═══ EXCERPTED RECORDS ═══
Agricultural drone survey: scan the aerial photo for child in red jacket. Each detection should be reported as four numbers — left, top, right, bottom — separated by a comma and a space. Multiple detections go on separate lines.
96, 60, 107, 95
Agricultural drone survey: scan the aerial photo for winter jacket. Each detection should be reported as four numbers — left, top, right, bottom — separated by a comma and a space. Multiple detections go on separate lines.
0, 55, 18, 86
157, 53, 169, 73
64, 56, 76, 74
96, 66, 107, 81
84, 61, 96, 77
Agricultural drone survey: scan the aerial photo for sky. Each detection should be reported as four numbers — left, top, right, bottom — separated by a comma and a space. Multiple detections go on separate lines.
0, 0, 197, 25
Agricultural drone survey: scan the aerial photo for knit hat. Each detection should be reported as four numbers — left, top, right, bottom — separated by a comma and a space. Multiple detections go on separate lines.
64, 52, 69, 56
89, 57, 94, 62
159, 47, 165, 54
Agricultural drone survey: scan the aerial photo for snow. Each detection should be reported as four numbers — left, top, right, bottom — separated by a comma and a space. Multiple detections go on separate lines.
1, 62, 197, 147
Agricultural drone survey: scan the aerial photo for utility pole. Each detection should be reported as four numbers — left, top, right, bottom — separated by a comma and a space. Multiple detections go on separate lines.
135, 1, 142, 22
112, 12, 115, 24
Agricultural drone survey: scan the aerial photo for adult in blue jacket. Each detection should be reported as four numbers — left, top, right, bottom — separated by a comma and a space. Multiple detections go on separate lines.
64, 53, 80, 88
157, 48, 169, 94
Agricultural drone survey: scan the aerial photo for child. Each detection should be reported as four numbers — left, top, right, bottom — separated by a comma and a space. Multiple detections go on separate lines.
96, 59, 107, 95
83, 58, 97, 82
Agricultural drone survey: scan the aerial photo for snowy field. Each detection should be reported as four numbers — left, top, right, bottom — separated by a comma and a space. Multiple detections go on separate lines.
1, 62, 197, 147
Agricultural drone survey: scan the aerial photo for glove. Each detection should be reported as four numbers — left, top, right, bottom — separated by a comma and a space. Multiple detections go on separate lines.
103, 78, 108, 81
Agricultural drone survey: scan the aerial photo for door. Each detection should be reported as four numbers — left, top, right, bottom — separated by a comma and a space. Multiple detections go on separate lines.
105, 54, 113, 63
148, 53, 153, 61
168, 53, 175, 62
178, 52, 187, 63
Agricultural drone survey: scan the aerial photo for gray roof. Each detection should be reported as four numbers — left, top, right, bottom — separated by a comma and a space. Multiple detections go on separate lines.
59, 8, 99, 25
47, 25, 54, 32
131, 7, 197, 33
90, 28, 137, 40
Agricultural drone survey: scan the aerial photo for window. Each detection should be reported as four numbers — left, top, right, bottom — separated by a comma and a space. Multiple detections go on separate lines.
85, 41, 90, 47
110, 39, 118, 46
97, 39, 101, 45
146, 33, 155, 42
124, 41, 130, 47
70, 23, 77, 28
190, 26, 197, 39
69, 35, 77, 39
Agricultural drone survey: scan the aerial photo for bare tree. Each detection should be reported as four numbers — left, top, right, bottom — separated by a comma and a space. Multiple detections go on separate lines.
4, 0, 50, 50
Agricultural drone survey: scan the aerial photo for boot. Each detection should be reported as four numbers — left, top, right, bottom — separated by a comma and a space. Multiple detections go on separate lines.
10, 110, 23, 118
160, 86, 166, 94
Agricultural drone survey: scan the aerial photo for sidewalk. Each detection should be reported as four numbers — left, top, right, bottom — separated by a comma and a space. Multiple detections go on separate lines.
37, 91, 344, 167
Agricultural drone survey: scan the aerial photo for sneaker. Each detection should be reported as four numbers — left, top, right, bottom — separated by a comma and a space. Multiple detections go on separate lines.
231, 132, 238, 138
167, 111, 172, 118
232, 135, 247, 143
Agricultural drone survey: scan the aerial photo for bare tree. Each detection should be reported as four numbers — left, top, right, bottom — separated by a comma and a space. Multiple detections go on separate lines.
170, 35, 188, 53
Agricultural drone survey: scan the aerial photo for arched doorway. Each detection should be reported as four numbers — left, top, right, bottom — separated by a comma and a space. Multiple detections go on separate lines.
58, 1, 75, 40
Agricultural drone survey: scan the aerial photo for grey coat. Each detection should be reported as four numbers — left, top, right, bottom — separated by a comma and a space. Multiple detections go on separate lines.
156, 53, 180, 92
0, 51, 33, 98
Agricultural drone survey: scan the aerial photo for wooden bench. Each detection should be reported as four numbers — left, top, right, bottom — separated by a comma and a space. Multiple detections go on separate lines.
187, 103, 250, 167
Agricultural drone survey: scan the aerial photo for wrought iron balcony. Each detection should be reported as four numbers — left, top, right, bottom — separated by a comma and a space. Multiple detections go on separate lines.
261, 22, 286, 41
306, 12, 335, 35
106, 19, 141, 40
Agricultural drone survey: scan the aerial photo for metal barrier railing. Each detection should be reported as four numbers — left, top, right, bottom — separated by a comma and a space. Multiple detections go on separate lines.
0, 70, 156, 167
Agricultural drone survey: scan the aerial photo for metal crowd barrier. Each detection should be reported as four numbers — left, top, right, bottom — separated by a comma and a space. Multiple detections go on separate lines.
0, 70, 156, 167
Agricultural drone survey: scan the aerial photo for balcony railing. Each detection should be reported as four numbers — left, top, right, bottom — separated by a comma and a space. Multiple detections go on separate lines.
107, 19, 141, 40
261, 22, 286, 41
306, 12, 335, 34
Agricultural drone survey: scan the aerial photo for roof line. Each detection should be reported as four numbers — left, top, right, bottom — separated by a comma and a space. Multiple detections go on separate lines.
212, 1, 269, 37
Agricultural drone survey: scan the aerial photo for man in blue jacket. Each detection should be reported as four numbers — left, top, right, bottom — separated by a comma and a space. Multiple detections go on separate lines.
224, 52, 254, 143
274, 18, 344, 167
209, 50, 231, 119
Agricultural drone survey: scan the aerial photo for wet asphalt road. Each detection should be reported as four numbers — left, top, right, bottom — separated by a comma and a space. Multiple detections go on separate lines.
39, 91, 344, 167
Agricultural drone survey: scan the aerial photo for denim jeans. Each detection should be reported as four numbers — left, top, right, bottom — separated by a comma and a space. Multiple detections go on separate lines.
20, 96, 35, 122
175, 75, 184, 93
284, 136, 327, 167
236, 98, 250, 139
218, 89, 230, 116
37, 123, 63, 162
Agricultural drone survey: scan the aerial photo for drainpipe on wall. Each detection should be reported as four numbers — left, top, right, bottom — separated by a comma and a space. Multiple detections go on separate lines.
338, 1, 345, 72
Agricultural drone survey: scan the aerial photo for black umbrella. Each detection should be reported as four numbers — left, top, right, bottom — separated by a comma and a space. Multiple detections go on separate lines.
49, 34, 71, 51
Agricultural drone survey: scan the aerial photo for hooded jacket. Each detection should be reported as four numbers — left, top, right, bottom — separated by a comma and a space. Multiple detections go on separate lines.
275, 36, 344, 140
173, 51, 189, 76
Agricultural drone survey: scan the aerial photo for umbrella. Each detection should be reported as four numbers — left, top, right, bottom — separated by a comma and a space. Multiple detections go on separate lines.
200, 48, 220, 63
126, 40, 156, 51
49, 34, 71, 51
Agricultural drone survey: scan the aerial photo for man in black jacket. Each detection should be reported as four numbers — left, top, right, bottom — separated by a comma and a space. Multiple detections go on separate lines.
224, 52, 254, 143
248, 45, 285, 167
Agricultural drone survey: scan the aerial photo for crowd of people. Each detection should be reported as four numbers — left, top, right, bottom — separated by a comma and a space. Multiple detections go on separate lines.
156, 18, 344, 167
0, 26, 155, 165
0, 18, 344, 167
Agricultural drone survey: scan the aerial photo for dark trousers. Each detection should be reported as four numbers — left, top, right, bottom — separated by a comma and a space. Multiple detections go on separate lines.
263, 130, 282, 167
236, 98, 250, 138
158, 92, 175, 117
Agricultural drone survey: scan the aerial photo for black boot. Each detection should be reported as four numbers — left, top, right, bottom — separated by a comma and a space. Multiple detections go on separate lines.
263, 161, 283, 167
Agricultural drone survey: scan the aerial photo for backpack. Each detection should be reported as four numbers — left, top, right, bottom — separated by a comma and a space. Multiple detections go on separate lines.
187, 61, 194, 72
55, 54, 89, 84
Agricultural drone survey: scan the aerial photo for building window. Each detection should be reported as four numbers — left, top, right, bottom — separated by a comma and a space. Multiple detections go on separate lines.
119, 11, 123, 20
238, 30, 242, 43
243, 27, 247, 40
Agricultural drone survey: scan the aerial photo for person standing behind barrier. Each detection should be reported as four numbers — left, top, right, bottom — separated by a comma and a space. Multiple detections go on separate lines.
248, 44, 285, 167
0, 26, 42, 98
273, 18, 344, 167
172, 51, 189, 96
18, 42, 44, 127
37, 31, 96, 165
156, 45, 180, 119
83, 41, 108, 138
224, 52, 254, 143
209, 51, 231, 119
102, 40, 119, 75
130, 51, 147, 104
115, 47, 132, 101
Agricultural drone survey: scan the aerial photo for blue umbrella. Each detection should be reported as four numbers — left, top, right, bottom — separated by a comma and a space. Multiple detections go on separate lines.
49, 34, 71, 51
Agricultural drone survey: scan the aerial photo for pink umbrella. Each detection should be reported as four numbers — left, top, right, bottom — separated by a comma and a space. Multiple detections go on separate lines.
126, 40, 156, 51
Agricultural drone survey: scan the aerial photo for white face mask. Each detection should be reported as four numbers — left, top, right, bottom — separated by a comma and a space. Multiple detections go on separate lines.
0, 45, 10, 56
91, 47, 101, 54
═══
WRITTEN TASK: Put every line from the start of the material through the line holding "96, 60, 107, 95", inclusive, into a Markdown table with columns named Row and Line, omitting any blank lines.

SOLUTION:
| Row | Line |
|---|---|
| 1 | Agricultural drone survey: scan the aerial photo for child in red jacket. Each detection should be reported as four numbers — left, top, right, bottom — separated by a comma and a space. Multiple detections go on separate lines. |
| 2 | 96, 60, 107, 95 |